### TASK
Find every line in the entries below that contains the string "shows", and copy each of those lines in full. Case counts, so match capital and lowercase letters exactly.

### DATA IN THIS EXERCISE

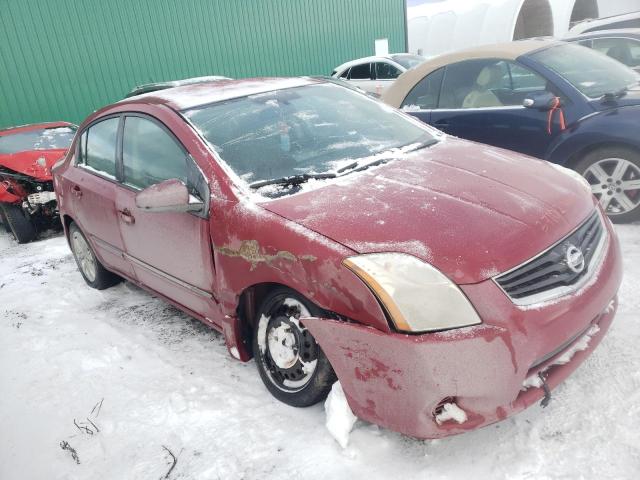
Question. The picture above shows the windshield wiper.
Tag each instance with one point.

* * *

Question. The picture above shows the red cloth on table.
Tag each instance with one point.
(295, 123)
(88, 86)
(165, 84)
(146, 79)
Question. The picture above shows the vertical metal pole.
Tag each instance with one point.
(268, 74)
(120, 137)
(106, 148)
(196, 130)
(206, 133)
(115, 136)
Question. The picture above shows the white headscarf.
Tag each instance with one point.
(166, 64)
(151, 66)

### FINAL RESULT
Question. The picture above shows the windshield wiper.
Question. The picture above shows the red cloth on table.
Question. The picture above shows the vertical metal pole.
Question. The picture above shows the white headscarf.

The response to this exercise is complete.